Written request — Pull out each line of the data below that contains the string "tile", and copy those lines. Uppercase and lowercase letters count as different.

··· Extracted data ···

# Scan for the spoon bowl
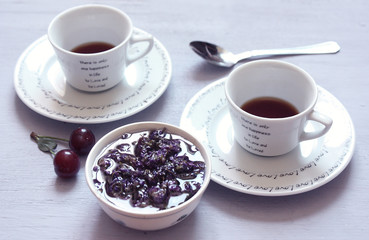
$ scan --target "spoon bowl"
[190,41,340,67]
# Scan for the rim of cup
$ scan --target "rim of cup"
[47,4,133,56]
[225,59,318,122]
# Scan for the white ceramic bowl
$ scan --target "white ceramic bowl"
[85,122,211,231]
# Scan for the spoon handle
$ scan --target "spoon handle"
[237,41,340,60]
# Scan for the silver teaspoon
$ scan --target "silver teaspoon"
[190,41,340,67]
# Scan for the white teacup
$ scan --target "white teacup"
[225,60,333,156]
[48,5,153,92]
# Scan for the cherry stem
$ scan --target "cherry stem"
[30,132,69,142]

···
··· Extracted data ···

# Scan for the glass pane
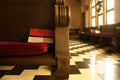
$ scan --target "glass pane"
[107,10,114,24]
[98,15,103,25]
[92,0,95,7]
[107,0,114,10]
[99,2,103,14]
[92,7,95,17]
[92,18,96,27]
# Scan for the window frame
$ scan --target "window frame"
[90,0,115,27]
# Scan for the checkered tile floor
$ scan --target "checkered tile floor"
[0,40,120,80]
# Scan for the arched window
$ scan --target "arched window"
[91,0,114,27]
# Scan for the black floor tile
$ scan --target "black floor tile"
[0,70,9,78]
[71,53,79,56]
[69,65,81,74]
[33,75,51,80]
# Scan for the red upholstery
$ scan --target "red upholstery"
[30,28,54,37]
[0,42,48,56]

···
··· Extracted data ···

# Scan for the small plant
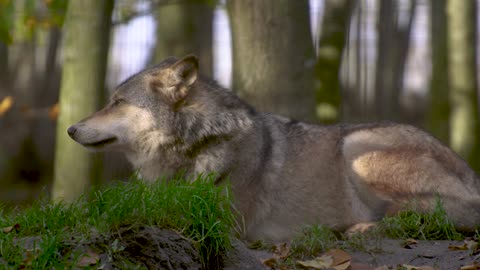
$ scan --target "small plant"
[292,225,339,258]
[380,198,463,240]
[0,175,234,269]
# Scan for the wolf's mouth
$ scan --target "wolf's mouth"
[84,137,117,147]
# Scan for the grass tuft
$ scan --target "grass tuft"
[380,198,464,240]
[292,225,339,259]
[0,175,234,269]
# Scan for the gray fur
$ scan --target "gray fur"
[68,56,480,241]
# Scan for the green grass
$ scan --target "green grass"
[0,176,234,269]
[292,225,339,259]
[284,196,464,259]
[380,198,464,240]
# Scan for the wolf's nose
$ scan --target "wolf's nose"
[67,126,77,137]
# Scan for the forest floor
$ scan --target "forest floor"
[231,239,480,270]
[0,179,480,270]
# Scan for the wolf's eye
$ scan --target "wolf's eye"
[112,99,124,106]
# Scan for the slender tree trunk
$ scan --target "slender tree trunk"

···

Exercise result —
# Scan for the checkered tile floor
$ scan --target "checkered tile floor"
# Scan for the black floor tile
$ scan --target "black floor tile"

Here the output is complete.